Brigitte Schulze

Schulze, Brigitte: “D’une archéologie à une sociologie du cinéma”, 29.05.08

Brigitte Schulze

D’une archéologie à une sociologie du cinéma

Avant-propos

Le cinéma pour moi, la sociologue du cinéma, est un espace socioculturel complexe. La sociologie du cinéma analyse et présente le film uniquement dans le but d’ouvrir une fenêtre sur son époque, sur la société y représentée ainsi que la sensation et l’esprit du temps. Épistémologiquement, on devrait utiliser les conceptions de ‘hardware’ et ‘software’. Le ‘hardware’, c’est l’artefact même, le film, ses images, sa photographie, son montage ; tandis que le ‘software’, c’est la recherche des imaginations, des significations, des mémoires, des attitudes. Par conséquent, la méthodologie est calquée sur l’archéologie si l’on analyse le cinéma du temps passé et elle fait fusion avec celle de la sociologie dans le but de comprendre la ‘mentalité’ de cette époque. Je vais présenter la richesse de cette nouvelle approche pour la médiologie avec un exemple des premières années du cinéma d’une culture très mal comprise jusqu’aujourd’hui : le cinéma de l’Inde en 1917. Ainsi la “sociologie du cinéma” est conçue comme une rencontre entre la méthodologie archéologique et les idées sociophilosophiques et sociologiques.

L’industrie du cinéma, le public “de masse” – le déficit de la théorie de “l’industrie culturelle”

De la logique particulière du développement de l’industrie moderne du cinéma a émergé un type dominant de cinéma, dont le but primaire est de gagner une somme capitale plus considérable que la somme capitale investie. Les recherches scientifiques sur la cinématographie en tant que médium le plus influent de ce vingtième siècle sont dorénavant fixées sur ce type dominant par ses atouts économiques et politico-culturels.

++++++

## Consigne écrite
Répondez aux questions suivantes à partir de l'extrait sur la sociologie du cinéma.
(a) Qu'est-ce que le « hardware » selon cet extrait ?
(b) Quel exemple est annoncé pour présenter la richesse de cette nouvelle approche ?
(c) Quel est le but primaire du type dominant de cinéma ?

[Entrées de pointage et d'étiquetage]

++++++

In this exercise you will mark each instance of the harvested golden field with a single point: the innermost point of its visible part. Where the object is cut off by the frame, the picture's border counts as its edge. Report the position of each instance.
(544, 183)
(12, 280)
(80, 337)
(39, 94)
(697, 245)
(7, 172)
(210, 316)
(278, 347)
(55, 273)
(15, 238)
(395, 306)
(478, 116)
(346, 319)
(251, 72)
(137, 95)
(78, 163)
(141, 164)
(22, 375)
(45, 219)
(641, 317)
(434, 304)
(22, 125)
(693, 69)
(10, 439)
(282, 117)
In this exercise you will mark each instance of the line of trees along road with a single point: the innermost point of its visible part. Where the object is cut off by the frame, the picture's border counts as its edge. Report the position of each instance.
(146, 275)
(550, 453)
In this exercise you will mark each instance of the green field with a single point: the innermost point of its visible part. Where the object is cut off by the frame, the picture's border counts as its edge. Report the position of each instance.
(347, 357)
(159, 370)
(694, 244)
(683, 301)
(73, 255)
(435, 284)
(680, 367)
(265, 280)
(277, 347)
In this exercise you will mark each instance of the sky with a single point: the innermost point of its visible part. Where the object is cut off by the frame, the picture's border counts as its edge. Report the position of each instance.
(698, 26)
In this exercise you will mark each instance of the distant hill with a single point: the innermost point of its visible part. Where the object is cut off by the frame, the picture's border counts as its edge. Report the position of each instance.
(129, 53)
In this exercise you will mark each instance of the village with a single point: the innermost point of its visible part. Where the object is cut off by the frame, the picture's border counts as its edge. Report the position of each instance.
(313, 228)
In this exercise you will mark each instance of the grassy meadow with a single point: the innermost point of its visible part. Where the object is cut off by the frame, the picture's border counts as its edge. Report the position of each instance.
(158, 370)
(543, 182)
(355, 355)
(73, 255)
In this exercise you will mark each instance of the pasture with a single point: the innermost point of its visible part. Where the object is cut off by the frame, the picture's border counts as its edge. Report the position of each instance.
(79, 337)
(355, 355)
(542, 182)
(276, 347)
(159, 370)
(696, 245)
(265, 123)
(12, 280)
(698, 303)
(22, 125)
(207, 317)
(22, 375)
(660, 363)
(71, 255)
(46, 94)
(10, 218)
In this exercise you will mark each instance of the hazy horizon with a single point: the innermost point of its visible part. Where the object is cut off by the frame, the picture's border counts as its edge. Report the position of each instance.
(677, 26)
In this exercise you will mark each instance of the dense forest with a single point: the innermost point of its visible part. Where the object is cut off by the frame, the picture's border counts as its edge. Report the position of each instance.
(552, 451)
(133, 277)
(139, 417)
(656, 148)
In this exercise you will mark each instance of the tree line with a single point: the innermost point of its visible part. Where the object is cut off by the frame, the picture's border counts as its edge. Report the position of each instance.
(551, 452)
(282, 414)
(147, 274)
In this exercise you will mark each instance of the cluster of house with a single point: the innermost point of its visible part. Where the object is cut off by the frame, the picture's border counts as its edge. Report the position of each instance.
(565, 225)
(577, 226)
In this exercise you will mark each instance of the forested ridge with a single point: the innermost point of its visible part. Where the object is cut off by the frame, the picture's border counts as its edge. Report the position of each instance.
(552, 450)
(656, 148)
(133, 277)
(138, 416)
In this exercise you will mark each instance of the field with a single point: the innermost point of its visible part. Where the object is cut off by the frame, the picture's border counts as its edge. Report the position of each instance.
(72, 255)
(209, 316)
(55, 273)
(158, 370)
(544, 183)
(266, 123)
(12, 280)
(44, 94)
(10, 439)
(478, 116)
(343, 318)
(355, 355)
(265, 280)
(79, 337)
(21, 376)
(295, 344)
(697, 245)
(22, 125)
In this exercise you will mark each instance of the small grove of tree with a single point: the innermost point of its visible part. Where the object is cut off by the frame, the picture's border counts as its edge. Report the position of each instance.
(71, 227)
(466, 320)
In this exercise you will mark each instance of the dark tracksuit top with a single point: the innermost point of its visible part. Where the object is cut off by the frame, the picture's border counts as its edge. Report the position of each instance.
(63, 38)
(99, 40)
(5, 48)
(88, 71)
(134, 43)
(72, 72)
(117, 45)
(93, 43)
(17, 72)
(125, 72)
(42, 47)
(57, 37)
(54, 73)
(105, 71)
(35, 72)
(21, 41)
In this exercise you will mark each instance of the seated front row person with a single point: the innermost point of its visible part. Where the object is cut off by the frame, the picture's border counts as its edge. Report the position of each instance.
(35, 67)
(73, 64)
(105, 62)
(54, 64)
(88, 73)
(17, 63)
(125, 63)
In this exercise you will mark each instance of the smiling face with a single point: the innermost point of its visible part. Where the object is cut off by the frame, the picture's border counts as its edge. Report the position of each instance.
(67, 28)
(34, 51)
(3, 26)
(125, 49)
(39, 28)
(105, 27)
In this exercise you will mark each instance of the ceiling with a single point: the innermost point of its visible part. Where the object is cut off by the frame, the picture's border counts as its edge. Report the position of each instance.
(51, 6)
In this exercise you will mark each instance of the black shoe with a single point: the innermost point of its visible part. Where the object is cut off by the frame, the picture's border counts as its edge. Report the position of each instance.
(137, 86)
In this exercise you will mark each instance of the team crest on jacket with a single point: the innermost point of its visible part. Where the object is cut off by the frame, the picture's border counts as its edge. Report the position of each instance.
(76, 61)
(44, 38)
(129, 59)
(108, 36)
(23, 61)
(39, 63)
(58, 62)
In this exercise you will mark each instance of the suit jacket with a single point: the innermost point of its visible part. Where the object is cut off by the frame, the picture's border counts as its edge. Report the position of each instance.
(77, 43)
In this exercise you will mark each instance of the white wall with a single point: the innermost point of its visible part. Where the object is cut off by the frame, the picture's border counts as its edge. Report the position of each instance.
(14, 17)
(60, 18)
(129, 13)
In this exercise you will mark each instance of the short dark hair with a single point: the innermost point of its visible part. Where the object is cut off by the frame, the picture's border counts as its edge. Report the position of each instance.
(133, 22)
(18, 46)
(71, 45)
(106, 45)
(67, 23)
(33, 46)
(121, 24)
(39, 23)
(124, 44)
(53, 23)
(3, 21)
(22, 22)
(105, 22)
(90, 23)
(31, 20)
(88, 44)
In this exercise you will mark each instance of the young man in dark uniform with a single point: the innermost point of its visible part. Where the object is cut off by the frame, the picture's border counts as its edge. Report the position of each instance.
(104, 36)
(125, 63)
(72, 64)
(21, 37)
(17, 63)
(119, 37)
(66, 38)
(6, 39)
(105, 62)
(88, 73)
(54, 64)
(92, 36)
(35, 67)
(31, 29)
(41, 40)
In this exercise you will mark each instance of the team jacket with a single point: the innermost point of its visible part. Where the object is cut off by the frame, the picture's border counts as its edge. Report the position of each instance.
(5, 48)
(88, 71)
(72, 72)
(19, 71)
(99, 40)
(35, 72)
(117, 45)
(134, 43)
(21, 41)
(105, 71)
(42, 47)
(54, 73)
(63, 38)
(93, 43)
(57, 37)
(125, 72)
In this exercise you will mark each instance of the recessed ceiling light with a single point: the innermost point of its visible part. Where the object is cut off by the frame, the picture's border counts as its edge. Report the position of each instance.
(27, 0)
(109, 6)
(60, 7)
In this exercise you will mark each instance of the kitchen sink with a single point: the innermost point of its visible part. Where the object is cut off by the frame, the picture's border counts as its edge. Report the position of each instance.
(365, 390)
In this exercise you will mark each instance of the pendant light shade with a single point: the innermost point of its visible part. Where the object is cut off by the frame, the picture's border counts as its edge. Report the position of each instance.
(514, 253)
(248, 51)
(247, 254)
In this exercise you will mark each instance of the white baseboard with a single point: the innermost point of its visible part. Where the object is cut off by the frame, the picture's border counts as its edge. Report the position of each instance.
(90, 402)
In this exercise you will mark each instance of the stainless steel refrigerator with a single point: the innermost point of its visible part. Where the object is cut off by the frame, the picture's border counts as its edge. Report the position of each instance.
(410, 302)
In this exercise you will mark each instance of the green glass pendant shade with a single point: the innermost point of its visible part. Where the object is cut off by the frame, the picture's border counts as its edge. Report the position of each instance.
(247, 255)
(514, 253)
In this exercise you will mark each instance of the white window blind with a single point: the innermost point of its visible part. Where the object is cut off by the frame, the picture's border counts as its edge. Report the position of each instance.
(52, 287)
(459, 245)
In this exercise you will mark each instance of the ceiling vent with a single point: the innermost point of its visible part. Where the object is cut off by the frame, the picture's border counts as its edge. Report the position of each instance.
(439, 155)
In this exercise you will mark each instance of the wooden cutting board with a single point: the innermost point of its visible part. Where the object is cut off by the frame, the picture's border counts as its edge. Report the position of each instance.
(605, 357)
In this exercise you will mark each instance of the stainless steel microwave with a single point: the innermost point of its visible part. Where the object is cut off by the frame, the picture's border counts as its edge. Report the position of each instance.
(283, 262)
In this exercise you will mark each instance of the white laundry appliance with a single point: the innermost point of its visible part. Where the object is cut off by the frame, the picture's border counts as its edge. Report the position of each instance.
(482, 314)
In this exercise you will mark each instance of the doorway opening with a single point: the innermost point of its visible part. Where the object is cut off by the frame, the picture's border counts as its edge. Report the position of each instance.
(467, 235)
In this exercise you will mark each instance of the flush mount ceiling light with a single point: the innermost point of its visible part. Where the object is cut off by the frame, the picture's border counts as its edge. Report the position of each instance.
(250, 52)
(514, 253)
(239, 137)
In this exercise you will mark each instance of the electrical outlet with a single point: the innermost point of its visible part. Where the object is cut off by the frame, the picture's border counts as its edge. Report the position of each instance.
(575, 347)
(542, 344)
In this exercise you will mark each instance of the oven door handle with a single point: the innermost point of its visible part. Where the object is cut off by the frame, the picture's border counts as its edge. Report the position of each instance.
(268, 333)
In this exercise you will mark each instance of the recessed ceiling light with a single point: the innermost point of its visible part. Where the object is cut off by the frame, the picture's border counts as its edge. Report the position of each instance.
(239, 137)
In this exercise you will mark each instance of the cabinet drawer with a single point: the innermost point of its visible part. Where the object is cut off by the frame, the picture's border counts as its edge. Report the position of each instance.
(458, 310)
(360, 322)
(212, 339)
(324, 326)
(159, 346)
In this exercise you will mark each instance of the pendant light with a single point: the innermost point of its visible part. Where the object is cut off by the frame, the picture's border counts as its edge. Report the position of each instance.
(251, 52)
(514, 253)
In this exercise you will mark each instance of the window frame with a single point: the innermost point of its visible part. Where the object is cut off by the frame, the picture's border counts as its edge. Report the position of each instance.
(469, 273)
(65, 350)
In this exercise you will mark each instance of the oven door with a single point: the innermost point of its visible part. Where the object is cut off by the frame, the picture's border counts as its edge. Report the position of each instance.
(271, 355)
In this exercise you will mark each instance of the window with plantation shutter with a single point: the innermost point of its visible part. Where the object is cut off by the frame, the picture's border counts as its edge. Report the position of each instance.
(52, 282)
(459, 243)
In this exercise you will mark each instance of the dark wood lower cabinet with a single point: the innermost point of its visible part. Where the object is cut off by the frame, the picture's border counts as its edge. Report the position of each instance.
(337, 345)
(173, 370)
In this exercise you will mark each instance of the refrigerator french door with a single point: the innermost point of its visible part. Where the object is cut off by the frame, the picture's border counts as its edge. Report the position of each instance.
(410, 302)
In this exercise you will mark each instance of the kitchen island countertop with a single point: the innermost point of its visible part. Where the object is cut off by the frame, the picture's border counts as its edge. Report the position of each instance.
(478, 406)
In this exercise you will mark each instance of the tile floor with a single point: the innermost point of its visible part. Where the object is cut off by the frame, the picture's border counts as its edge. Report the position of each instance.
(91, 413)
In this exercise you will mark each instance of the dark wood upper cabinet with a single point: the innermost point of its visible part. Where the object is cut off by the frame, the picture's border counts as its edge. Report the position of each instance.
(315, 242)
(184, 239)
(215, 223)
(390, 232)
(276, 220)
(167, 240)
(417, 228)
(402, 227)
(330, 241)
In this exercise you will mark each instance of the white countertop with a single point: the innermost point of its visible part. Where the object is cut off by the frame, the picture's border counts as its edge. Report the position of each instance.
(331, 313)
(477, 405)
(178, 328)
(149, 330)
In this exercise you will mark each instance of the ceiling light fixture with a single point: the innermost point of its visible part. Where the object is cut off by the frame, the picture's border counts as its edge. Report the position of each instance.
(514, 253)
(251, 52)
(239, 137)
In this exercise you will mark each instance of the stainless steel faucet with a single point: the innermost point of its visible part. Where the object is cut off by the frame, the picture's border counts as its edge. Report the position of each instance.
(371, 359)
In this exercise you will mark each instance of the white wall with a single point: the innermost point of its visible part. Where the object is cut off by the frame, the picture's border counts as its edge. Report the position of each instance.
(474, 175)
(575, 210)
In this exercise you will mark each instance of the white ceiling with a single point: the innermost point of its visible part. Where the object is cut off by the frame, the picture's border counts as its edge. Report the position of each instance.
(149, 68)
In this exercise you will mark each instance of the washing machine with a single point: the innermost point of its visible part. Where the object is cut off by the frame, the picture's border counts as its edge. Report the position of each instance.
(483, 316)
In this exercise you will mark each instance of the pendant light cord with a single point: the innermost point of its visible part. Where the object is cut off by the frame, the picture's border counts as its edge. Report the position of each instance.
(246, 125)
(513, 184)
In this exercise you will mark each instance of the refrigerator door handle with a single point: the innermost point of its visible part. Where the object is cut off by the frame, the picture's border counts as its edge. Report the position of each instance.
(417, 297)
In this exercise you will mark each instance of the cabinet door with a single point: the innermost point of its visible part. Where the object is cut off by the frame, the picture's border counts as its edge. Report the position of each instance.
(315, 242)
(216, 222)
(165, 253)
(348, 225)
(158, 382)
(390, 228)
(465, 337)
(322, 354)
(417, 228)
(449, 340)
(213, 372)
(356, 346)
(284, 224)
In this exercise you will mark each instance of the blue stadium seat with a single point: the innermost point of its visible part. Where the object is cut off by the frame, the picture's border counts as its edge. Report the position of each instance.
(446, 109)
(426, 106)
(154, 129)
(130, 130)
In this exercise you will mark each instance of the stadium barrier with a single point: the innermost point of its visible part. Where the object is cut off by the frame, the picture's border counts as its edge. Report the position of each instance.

++++++

## Réponse attendue
(a) C'est l'artefact même : le film, ses images, sa photographie, son montage.
(b) Le cinéma de l'Inde en 1917.
(c) Gagner une somme capitale plus considérable que la somme capitale investie.